=== ACTIVITY ===
Wherever "dark" appears in a line of the listing, that line should be returned.

=== MATERIAL TO PROCESS ===
BEGIN

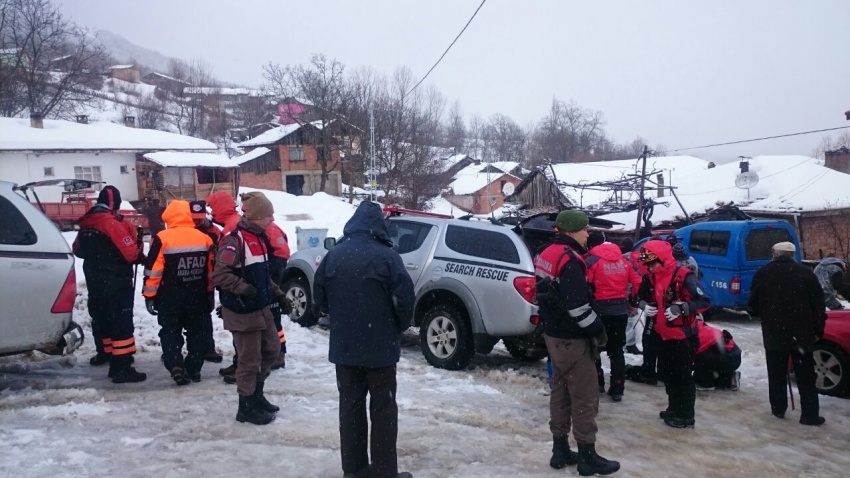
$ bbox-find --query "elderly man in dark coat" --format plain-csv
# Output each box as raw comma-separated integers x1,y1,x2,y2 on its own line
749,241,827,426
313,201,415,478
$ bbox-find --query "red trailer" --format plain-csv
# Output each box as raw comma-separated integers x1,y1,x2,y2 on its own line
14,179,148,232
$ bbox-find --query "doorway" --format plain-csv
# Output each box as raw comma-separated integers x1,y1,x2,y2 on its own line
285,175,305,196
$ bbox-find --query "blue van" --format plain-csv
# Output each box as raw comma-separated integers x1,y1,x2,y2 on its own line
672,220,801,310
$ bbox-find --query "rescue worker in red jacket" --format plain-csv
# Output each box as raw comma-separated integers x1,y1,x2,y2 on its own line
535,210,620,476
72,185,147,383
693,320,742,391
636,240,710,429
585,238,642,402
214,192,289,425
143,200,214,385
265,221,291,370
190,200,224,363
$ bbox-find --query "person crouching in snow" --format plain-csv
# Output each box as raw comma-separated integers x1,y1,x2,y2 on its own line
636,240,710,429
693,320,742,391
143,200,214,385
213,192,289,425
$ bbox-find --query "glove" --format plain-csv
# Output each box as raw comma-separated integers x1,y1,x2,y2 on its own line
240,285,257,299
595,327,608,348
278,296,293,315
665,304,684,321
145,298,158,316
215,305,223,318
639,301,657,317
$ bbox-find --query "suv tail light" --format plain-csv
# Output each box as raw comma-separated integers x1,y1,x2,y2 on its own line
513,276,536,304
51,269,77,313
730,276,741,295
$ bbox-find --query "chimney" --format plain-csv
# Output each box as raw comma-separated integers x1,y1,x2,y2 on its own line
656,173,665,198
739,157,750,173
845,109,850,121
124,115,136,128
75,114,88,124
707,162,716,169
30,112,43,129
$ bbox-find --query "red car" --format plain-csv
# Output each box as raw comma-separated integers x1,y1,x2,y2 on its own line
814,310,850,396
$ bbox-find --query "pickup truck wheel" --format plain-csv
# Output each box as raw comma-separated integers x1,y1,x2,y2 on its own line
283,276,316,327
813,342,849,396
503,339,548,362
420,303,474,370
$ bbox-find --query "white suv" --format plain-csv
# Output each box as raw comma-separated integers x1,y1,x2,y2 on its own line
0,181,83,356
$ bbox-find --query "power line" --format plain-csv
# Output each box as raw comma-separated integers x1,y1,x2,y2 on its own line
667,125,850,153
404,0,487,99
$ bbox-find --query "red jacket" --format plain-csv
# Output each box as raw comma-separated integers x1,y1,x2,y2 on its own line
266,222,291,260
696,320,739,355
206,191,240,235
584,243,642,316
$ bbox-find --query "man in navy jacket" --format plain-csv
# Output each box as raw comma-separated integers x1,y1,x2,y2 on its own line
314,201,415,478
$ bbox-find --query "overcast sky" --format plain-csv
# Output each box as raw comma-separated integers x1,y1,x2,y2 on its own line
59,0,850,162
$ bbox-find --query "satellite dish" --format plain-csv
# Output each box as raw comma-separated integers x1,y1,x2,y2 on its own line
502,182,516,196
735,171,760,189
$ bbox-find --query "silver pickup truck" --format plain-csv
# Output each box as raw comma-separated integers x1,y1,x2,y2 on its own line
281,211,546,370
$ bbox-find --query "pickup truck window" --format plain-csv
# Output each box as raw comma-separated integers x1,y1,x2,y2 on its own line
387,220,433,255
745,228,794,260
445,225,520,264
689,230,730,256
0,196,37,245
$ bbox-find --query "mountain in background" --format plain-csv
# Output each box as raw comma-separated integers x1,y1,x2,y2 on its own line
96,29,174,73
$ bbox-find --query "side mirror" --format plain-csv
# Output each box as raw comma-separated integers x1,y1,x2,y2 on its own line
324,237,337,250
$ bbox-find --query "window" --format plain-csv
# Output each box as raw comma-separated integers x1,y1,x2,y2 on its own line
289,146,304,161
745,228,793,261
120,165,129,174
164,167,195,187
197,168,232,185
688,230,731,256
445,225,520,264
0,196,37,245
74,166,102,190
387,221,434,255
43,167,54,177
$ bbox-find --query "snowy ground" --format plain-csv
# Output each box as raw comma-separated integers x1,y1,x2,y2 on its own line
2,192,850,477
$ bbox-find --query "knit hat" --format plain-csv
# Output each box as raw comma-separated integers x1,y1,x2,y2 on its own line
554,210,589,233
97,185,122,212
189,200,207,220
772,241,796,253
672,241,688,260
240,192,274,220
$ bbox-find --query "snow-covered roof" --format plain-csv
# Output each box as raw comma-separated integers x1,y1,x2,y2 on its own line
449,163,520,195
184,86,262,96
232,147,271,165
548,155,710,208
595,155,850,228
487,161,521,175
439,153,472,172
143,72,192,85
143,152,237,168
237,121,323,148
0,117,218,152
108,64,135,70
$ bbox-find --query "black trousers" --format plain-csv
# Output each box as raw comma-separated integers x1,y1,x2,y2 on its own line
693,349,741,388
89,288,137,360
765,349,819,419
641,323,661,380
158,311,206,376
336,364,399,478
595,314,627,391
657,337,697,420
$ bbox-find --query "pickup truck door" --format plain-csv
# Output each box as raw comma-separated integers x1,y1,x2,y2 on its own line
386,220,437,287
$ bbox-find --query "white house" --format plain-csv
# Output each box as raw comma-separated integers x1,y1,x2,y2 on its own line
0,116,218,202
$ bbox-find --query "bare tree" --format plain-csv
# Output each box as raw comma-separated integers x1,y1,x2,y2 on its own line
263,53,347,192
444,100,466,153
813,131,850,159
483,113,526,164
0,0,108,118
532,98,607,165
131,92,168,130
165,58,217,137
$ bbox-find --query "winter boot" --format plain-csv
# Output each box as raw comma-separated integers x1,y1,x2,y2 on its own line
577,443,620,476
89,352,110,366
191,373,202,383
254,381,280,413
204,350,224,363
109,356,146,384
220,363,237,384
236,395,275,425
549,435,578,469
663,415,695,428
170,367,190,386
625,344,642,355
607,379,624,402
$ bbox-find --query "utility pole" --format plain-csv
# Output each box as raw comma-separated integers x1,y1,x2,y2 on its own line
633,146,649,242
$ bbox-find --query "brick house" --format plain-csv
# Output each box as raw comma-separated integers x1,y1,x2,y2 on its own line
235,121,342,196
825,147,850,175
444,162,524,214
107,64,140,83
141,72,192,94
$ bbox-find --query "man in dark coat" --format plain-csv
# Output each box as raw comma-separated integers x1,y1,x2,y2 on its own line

END

=== OUTPUT OF THE EXERCISE ===
$ bbox-find --query "elderly man in dark coat" --format plain-csv
$ bbox-find --query "man in dark coat" --format plain-csv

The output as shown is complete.